The answer must be one number: how many lines in the records below contain the word "sleeve".

Material to process section start

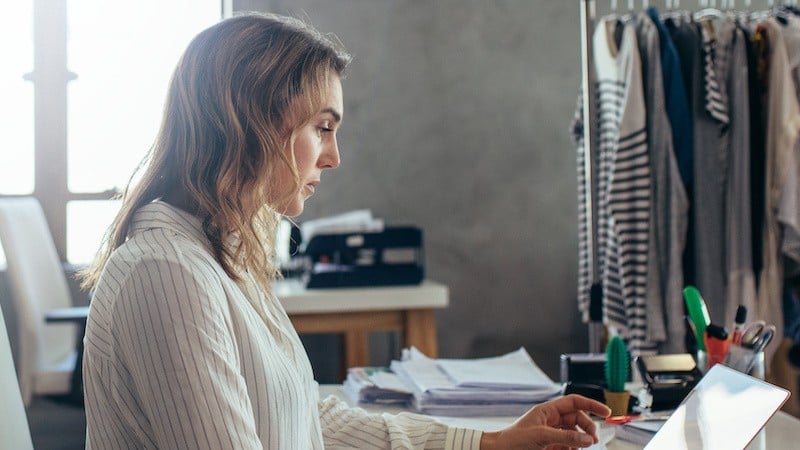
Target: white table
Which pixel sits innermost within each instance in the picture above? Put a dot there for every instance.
(781, 433)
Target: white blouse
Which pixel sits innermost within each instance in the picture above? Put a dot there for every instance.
(178, 355)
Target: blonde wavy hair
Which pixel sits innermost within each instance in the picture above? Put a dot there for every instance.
(237, 95)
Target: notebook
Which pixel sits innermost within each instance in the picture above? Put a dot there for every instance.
(725, 410)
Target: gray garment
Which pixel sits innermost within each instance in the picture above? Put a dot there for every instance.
(710, 180)
(789, 210)
(669, 207)
(733, 72)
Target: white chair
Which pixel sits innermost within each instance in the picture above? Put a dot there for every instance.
(47, 352)
(14, 431)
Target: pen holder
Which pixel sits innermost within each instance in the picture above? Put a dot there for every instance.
(617, 401)
(746, 360)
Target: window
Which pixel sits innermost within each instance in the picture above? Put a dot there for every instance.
(83, 89)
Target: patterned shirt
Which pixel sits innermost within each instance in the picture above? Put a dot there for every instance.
(178, 355)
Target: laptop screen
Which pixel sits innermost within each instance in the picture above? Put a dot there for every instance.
(725, 410)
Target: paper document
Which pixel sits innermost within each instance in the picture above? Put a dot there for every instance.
(354, 221)
(515, 370)
(500, 386)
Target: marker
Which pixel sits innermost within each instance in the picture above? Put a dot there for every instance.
(738, 324)
(698, 313)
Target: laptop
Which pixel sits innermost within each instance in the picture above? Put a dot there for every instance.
(725, 410)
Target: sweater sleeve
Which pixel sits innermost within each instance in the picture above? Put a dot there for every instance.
(344, 426)
(177, 344)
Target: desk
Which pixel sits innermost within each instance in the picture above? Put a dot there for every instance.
(356, 312)
(782, 431)
(352, 312)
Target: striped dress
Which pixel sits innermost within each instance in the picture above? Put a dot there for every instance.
(623, 182)
(178, 355)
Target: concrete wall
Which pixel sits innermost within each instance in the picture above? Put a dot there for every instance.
(456, 119)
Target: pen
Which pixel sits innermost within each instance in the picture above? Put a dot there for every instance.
(738, 324)
(698, 313)
(717, 343)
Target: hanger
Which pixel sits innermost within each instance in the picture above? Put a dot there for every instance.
(708, 11)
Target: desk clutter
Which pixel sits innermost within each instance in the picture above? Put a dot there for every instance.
(351, 250)
(740, 346)
(506, 385)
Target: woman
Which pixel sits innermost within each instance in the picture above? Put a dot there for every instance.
(186, 347)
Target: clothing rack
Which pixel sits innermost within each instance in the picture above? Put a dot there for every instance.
(588, 15)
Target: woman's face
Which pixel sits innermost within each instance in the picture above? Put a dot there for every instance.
(315, 149)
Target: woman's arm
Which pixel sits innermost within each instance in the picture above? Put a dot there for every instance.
(346, 427)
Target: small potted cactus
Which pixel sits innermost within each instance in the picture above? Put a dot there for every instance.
(617, 367)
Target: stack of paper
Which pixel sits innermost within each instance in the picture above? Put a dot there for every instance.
(639, 431)
(506, 385)
(377, 385)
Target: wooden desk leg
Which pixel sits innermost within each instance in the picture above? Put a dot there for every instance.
(356, 348)
(419, 330)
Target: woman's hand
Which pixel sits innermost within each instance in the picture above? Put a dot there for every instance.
(563, 423)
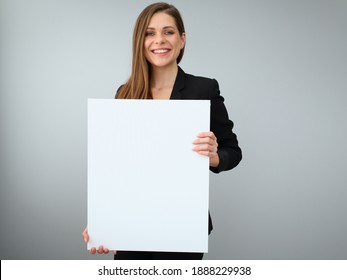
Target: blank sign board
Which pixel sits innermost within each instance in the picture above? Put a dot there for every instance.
(147, 189)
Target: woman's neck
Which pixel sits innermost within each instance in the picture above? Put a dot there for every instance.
(163, 77)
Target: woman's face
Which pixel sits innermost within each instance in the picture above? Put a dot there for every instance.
(162, 43)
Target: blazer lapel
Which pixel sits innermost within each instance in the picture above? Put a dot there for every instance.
(179, 85)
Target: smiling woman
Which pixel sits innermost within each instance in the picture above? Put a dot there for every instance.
(158, 45)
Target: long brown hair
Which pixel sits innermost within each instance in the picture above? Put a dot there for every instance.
(137, 87)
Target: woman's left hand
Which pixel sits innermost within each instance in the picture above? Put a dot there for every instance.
(206, 144)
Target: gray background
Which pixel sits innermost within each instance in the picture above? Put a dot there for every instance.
(281, 66)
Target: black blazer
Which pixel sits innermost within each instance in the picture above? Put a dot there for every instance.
(191, 87)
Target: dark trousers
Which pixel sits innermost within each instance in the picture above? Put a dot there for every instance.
(136, 255)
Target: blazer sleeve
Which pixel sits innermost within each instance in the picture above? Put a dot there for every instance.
(229, 152)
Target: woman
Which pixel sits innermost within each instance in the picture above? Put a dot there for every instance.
(158, 45)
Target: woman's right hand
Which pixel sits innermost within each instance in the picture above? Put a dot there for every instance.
(93, 250)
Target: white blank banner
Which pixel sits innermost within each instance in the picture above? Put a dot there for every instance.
(147, 189)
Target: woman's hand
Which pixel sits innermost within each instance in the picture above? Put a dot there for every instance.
(100, 250)
(206, 144)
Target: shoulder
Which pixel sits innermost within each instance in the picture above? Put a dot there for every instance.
(203, 87)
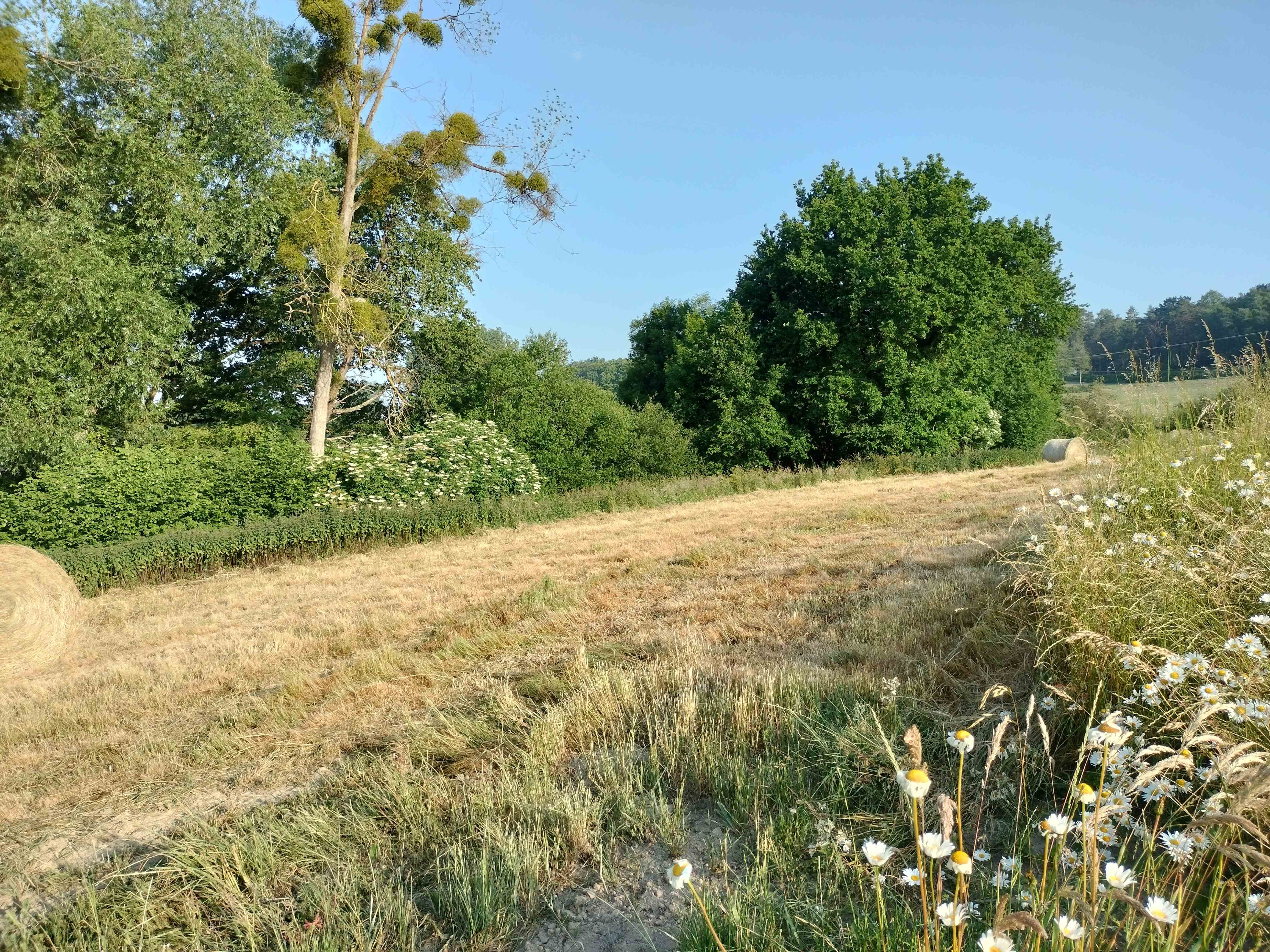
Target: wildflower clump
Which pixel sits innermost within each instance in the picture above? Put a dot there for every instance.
(450, 459)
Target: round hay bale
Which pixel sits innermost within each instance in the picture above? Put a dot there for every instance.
(40, 611)
(1074, 451)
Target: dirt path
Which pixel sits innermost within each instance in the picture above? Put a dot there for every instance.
(218, 691)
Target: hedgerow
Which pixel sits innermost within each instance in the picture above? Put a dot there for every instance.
(208, 479)
(329, 531)
(449, 459)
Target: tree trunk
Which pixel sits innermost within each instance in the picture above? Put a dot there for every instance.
(326, 397)
(323, 400)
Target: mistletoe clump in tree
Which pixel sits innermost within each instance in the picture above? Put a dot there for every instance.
(352, 245)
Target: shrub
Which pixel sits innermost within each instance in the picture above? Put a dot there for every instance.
(450, 459)
(186, 480)
(206, 479)
(580, 435)
(332, 530)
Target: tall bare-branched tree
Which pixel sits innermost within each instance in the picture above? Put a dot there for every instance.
(360, 44)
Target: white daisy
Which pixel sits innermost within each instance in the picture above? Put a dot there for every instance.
(991, 942)
(679, 874)
(915, 782)
(1178, 845)
(952, 913)
(1119, 876)
(877, 852)
(935, 846)
(1056, 825)
(1070, 928)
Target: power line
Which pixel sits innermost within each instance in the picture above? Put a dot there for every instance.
(1170, 347)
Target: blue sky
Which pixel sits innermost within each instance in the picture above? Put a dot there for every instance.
(1141, 129)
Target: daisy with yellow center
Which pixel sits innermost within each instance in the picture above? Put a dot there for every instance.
(916, 784)
(961, 863)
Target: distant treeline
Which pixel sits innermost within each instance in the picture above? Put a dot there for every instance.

Material to process section end

■ Exercise result: 2